**Task item:** When you transcribe the records that follow, reproduce each line exactly as given.

Collected data:
[Start of Attachment]
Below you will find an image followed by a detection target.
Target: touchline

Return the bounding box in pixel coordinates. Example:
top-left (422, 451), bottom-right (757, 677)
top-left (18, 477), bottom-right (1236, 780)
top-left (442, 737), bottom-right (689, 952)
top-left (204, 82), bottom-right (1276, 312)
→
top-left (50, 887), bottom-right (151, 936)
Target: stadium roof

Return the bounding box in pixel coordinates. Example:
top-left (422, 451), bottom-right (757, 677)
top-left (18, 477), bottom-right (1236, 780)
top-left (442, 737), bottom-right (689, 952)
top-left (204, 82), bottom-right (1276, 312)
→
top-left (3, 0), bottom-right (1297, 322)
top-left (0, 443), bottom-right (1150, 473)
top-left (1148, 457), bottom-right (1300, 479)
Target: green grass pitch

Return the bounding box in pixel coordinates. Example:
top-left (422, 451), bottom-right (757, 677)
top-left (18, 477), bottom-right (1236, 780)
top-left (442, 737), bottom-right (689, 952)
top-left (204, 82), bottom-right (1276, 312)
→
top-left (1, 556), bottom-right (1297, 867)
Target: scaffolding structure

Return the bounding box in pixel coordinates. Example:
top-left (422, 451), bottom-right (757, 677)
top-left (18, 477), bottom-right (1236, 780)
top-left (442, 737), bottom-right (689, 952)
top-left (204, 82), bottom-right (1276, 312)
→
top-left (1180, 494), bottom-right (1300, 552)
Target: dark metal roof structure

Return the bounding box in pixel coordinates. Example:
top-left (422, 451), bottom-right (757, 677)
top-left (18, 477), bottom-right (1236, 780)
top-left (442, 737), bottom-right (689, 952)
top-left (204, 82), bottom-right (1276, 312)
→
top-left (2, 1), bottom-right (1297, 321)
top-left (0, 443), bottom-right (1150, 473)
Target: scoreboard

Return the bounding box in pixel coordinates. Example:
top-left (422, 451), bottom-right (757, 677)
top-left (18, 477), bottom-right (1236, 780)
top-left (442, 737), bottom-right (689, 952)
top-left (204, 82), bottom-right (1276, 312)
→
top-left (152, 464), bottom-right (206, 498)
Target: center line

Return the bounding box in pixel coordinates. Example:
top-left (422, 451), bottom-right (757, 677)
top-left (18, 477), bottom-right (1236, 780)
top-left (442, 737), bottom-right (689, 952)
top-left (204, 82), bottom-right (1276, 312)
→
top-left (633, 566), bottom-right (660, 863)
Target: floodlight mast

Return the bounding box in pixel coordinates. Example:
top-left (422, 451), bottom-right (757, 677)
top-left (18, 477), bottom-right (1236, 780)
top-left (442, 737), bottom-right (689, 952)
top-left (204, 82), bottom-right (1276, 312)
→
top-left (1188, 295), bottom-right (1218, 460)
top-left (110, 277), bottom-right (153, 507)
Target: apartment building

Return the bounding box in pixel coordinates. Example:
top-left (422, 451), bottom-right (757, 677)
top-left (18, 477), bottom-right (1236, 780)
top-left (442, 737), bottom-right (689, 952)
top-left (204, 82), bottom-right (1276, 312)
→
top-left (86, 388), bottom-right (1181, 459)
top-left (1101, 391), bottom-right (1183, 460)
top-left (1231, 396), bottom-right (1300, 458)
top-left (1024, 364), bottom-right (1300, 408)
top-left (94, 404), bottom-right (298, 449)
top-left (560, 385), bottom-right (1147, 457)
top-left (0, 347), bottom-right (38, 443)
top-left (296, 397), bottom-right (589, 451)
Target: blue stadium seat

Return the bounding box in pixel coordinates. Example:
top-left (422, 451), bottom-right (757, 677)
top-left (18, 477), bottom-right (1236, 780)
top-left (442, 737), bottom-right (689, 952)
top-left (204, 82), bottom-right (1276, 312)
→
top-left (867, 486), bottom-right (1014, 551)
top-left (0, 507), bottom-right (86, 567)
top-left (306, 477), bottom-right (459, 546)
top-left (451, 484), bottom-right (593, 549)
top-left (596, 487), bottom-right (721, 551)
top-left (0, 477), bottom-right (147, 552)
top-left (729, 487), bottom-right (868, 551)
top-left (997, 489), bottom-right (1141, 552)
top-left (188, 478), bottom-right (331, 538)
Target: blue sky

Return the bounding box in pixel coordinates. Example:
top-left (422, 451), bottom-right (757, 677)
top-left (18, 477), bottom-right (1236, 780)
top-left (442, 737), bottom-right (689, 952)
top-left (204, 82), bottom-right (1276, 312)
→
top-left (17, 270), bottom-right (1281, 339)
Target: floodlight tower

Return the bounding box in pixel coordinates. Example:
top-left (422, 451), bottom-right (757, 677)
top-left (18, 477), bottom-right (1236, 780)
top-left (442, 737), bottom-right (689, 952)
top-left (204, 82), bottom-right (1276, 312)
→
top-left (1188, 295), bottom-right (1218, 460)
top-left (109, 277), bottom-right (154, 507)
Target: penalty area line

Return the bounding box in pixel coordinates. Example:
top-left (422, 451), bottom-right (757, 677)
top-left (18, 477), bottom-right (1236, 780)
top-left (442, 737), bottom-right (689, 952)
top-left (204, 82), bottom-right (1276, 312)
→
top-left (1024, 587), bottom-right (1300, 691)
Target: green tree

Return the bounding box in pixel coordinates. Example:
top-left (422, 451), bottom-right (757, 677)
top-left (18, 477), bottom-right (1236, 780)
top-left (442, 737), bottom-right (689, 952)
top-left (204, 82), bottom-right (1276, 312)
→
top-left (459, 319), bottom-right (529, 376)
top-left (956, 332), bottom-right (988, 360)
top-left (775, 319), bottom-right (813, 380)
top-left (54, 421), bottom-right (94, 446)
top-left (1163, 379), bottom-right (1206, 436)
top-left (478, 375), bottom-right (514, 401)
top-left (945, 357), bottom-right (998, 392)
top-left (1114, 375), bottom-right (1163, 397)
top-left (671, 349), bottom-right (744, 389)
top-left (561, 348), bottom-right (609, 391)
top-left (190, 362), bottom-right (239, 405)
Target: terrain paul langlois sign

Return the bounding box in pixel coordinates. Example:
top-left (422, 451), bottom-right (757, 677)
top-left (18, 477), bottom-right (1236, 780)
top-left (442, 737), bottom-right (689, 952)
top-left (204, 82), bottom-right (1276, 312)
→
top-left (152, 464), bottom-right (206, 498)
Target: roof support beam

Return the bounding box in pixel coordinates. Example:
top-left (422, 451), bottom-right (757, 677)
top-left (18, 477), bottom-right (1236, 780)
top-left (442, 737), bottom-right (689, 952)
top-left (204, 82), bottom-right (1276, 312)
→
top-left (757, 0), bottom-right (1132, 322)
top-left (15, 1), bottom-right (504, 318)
[End of Attachment]
**Problem solution:**
Below you will find an image followed by a detection target.
Target: touchline

Return the bounding box in pixel coordinates. Example:
top-left (422, 451), bottom-right (757, 677)
top-left (18, 477), bottom-right (1236, 780)
top-left (442, 737), bottom-right (689, 952)
top-left (204, 82), bottom-right (1276, 312)
→
top-left (50, 887), bottom-right (151, 936)
Target: stadium roof

Return the bounding box in pixel coordinates. Example:
top-left (422, 451), bottom-right (757, 677)
top-left (18, 477), bottom-right (1236, 780)
top-left (442, 737), bottom-right (689, 952)
top-left (204, 82), bottom-right (1276, 312)
→
top-left (3, 0), bottom-right (1297, 322)
top-left (0, 443), bottom-right (1150, 473)
top-left (1148, 457), bottom-right (1300, 479)
Target: green grass pitch

Return the bounding box in pixel coordinates. Example:
top-left (422, 451), bottom-right (757, 677)
top-left (18, 477), bottom-right (1236, 780)
top-left (442, 737), bottom-right (689, 952)
top-left (204, 82), bottom-right (1276, 312)
→
top-left (1, 556), bottom-right (1297, 867)
Target: scaffolding structure

Return the bounding box in pixel coordinates. Example:
top-left (422, 451), bottom-right (757, 677)
top-left (18, 477), bottom-right (1236, 780)
top-left (442, 737), bottom-right (689, 952)
top-left (204, 82), bottom-right (1276, 312)
→
top-left (1180, 494), bottom-right (1300, 552)
Target: dark metal roof structure

Return the bounding box in pixel coordinates. Example:
top-left (422, 451), bottom-right (757, 677)
top-left (18, 477), bottom-right (1236, 780)
top-left (442, 737), bottom-right (689, 952)
top-left (204, 82), bottom-right (1276, 312)
→
top-left (2, 1), bottom-right (1297, 321)
top-left (0, 443), bottom-right (1150, 473)
Target: scoreboard

Return the bounding box in pixel coordinates. Example:
top-left (422, 451), bottom-right (757, 677)
top-left (18, 477), bottom-right (1236, 780)
top-left (442, 737), bottom-right (689, 952)
top-left (204, 82), bottom-right (1276, 312)
→
top-left (152, 464), bottom-right (206, 498)
Target: center line

Return the bounding box in pixel coordinates. Example:
top-left (422, 451), bottom-right (757, 677)
top-left (18, 477), bottom-right (1236, 780)
top-left (442, 737), bottom-right (689, 952)
top-left (204, 82), bottom-right (1276, 312)
→
top-left (633, 566), bottom-right (660, 863)
Target: floodlight mast

Return the bounding box in pixel coordinates. Example:
top-left (422, 451), bottom-right (757, 677)
top-left (18, 477), bottom-right (1236, 780)
top-left (442, 737), bottom-right (689, 952)
top-left (204, 82), bottom-right (1276, 312)
→
top-left (1188, 295), bottom-right (1218, 460)
top-left (110, 277), bottom-right (153, 507)
Target: apartment building

Return the bounding box in pixel coordinates. Example:
top-left (422, 451), bottom-right (757, 677)
top-left (18, 477), bottom-right (1236, 780)
top-left (442, 737), bottom-right (689, 952)
top-left (204, 82), bottom-right (1276, 312)
→
top-left (86, 388), bottom-right (1181, 459)
top-left (1101, 391), bottom-right (1183, 460)
top-left (1231, 396), bottom-right (1300, 458)
top-left (1024, 364), bottom-right (1300, 408)
top-left (94, 404), bottom-right (298, 449)
top-left (560, 385), bottom-right (1147, 457)
top-left (0, 347), bottom-right (38, 443)
top-left (296, 397), bottom-right (589, 451)
Target: blue stadium seat

Return the bounding box in pixel coordinates. Example:
top-left (422, 451), bottom-right (757, 677)
top-left (18, 477), bottom-right (1236, 780)
top-left (442, 737), bottom-right (689, 952)
top-left (204, 82), bottom-right (1276, 312)
→
top-left (867, 486), bottom-right (1014, 551)
top-left (0, 507), bottom-right (86, 567)
top-left (306, 477), bottom-right (459, 546)
top-left (451, 484), bottom-right (593, 549)
top-left (596, 487), bottom-right (721, 551)
top-left (0, 477), bottom-right (147, 552)
top-left (729, 487), bottom-right (868, 551)
top-left (997, 489), bottom-right (1141, 552)
top-left (188, 478), bottom-right (331, 538)
Target: blue sky

Return the bounding box in pixel coordinates. Example:
top-left (422, 451), bottom-right (757, 677)
top-left (18, 477), bottom-right (1236, 780)
top-left (442, 737), bottom-right (689, 952)
top-left (204, 82), bottom-right (1276, 312)
→
top-left (17, 270), bottom-right (1281, 339)
Target: floodlight tower

Return the bounding box in pixel coordinates. Example:
top-left (422, 451), bottom-right (757, 677)
top-left (18, 477), bottom-right (1236, 780)
top-left (442, 737), bottom-right (689, 952)
top-left (204, 82), bottom-right (1276, 312)
→
top-left (1188, 295), bottom-right (1218, 460)
top-left (109, 277), bottom-right (154, 507)
Target: penalty area line

Return the bounding box in pixel coordinates. Example:
top-left (422, 451), bottom-right (757, 677)
top-left (18, 477), bottom-right (1236, 780)
top-left (442, 737), bottom-right (689, 952)
top-left (204, 82), bottom-right (1276, 312)
→
top-left (1024, 587), bottom-right (1300, 691)
Target: green tree

Return the bounding box in pixel coordinates. Example:
top-left (422, 451), bottom-right (757, 677)
top-left (18, 477), bottom-right (1236, 780)
top-left (442, 737), bottom-right (689, 952)
top-left (204, 82), bottom-right (1276, 312)
→
top-left (459, 319), bottom-right (529, 376)
top-left (956, 332), bottom-right (988, 360)
top-left (775, 319), bottom-right (813, 380)
top-left (54, 421), bottom-right (94, 446)
top-left (1163, 379), bottom-right (1206, 436)
top-left (478, 375), bottom-right (514, 401)
top-left (945, 357), bottom-right (998, 392)
top-left (1114, 375), bottom-right (1163, 397)
top-left (671, 349), bottom-right (744, 389)
top-left (561, 348), bottom-right (609, 391)
top-left (190, 362), bottom-right (239, 405)
Target: terrain paul langlois sign

Return the bounding box in pixel coordinates. Example:
top-left (422, 451), bottom-right (757, 677)
top-left (18, 477), bottom-right (1236, 780)
top-left (442, 737), bottom-right (689, 952)
top-left (204, 82), bottom-right (1276, 312)
→
top-left (152, 464), bottom-right (206, 498)
Target: roof support beam

Return the bounding box in pixel coordinates. Example:
top-left (422, 451), bottom-right (757, 677)
top-left (18, 477), bottom-right (1236, 780)
top-left (442, 737), bottom-right (689, 952)
top-left (204, 82), bottom-right (1276, 312)
→
top-left (757, 0), bottom-right (1132, 322)
top-left (15, 1), bottom-right (504, 318)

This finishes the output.